Record set:
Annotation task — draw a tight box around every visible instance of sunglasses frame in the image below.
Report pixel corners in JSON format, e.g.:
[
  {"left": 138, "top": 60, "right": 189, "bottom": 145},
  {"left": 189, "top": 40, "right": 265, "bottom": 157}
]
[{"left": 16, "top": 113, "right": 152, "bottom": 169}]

What this task involves: All of the material is to be given again exactly.

Exercise result:
Annotation task — draw a tight box around every visible instance of sunglasses frame in the image below.
Report pixel corners in JSON format, e.g.:
[
  {"left": 138, "top": 60, "right": 189, "bottom": 145},
  {"left": 189, "top": 40, "right": 265, "bottom": 157}
]
[{"left": 16, "top": 113, "right": 152, "bottom": 169}]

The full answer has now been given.